## Excerto do documento
****************************************

V. Literatura romana de significação histórico-pedagógica

É escassa e de fraco conteúdo doutrinal a literatura pedagógica romana, cujo génio, essencialmente prático e utilitário, se mostrou incomparavelmente mais criador na esfera do Direito e da Política do que na da especulação teórica.

Os primeiros escritos de intenção e significado pedagógico surgiram nos meados do século II a.C., quando a influência do helenismo se fez sentir ostensivamente na estruturação das instituições docentes e no teor e prática do ensino. Como era natural em povo de tão vincado e arreigado carácter, o novo rumo da educação, que não estava na diretriz educativa tradicional, suscitou atitudes diversas, desde o repúdio à assimilação, sem, aliás, chegar a incorporar e a efetivar o sentido espiritual da paideia.

Como escreveu Willmann, «os romanos aceitaram dos gregos a expressa diferenciação entre adquisição formativa e preparação profissional, sendo as expressões Artes ingenuae, libe rales, Studia ingenua, liberalia, simples tradução das correspondentes designações gregas; somente a expressão bonae artes, as quais compreendem os estudos e os exercícios do vir bonus, o patriota ou homem honrado, contêm algo de especificamente romano».

Foi este ideal do vir bonus que nutriu e caracteriza o pensamento educativo romano, e se acusa na obra de Catão-o-Velho, Varrão, Cícero, Séneca e Quintiliano, os quais, sem embargo de não terem escrito obras pedagógicas no sentido próprio do termo, são geralmente consideradas as figuras mais representativas das atitudes de significado histórico-pedagógico.

Pórcio Catão Maior (234-149 a.C.), dito Catão-o-Velho para o distinguir do homónimo Catão de titica, foi uma personalidade política de relevo, a cuja mente e decisão não foram indiferentes os problemas do seu tempo. Detestava a cultura grega, por a considerar corruptora do carácter romano, mas entendia que devia ser conhecida para mais eficazmente se reagir contra ela. Daí a atitude, que, politicamente, o levou a pedir a expulsão de Roma, em 155 a.C., da embaixada dos filósofos gregos, pelo entusiasmo que despertaram na juventude, e, literariamente, a redigir alguns escritos de intenção educativa e instrutiva.

****************************************

## Dados apresentados
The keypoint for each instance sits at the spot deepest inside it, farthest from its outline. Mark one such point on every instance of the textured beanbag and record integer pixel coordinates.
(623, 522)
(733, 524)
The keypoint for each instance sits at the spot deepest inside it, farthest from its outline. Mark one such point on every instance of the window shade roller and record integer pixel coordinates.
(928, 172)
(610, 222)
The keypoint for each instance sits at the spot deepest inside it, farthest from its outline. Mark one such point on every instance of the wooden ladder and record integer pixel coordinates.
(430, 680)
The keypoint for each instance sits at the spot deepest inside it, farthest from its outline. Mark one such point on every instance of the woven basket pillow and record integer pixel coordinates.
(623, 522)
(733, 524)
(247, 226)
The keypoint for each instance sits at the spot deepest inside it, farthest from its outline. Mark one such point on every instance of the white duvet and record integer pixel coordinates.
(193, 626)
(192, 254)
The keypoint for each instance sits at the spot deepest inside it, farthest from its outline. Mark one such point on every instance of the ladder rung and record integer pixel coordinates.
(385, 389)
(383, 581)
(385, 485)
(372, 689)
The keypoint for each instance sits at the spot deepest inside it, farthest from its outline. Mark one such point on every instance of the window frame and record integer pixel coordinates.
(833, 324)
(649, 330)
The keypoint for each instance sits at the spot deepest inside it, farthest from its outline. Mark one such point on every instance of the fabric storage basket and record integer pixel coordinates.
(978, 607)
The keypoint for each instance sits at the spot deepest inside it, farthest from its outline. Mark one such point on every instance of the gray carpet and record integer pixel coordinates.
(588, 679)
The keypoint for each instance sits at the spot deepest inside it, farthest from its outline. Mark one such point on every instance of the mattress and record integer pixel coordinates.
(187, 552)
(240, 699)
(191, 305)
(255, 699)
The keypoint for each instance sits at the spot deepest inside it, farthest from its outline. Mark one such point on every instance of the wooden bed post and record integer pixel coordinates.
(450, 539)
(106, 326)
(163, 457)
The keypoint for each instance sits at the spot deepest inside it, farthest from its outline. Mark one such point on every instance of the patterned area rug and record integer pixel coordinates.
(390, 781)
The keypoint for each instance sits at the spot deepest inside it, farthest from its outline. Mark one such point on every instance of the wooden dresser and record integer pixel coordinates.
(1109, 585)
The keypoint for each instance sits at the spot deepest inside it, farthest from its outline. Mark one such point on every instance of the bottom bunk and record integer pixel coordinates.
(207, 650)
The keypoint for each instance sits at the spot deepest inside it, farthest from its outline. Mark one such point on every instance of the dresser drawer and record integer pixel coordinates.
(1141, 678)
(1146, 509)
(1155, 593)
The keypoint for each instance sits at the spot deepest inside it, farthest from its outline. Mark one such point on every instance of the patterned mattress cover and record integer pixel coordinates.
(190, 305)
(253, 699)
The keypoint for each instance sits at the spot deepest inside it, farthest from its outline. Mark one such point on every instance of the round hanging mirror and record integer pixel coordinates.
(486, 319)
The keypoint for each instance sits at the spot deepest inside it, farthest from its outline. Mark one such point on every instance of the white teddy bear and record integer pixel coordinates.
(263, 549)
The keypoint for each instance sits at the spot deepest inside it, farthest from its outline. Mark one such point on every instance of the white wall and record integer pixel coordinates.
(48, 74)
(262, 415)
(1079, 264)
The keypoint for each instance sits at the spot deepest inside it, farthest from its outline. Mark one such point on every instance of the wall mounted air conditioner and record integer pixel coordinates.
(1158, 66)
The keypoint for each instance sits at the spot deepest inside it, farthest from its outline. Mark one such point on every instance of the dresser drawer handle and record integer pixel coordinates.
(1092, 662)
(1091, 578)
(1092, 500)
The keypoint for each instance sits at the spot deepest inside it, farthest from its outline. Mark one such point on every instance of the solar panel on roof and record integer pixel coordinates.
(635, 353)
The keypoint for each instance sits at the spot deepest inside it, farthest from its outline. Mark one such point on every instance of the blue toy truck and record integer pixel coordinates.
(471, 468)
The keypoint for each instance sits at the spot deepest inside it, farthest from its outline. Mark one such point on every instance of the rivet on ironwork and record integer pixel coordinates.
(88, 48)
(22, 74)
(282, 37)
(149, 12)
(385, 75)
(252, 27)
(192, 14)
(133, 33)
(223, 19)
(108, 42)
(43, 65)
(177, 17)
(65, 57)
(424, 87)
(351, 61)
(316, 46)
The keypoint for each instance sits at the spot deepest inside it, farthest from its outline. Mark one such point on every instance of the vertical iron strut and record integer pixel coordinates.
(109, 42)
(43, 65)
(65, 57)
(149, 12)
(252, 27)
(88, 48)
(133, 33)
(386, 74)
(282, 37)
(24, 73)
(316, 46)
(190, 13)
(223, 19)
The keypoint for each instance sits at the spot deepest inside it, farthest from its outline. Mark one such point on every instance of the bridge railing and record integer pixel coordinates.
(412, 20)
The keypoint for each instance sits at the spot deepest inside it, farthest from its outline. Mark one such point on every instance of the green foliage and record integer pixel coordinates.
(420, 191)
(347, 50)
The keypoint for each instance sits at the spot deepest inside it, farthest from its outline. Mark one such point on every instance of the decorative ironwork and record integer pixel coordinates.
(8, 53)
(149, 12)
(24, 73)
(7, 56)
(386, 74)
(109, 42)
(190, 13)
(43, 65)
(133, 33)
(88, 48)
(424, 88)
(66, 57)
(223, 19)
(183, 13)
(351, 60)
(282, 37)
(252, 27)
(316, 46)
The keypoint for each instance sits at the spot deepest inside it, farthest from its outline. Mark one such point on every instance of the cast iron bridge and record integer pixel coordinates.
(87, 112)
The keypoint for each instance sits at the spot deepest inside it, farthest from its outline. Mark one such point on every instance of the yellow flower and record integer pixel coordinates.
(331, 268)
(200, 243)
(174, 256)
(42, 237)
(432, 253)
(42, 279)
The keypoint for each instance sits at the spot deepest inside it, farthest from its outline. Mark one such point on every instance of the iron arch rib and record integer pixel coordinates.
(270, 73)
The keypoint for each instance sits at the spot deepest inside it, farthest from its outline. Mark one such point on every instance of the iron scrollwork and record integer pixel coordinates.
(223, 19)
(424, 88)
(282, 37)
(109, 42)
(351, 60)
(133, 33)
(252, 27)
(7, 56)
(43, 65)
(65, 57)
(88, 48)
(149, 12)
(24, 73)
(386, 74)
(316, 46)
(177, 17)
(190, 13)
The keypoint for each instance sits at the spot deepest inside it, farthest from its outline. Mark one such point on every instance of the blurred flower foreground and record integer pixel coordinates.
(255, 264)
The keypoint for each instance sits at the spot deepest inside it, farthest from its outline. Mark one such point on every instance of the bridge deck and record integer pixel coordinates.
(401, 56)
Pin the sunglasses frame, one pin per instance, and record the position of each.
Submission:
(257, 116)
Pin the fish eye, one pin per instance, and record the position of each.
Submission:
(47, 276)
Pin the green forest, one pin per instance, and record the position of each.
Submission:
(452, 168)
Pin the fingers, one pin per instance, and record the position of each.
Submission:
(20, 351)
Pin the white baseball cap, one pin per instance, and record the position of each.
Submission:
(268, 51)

****************************************

## O que se pede
Indique se cada afirmação concorda com o excerto sobre a literatura pedagógica romana, respondendo sim ou não e citando textualmente as palavras do excerto que o decidem. (a) Os primeiros escritos de intenção pedagógica surgiram em meados do século II a.C. (b) Catão-o-Velho admirava a cultura grega. (c) Catão-o-Velho pediu, em 155 a.C., a expulsão de Roma da embaixada dos filósofos gregos. O material provém de outra fonte.

## Resultado a seguir
(a) Sim: «Os primeiros escritos de intenção e significado pedagógico surgiram nos meados do século II a.C.»
(b) Não: «Detestava a cultura grega, por a considerar corruptora do carácter romano»
(c) Sim: «o levou a pedir a expulsão de Roma, em 155 a.C., da embaixada dos filósofos gregos»